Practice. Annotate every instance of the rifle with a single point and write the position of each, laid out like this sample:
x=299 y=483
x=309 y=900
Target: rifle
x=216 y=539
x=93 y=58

▬▬▬▬▬▬▬▬▬▬

WHAT THE TASK REQUIRES. The records above must be written out again exactly.

RESULT.
Practice. Annotate every instance of the rifle with a single point and write the position of each, laid out like this sample:
x=299 y=483
x=309 y=900
Target: rifle
x=216 y=539
x=93 y=58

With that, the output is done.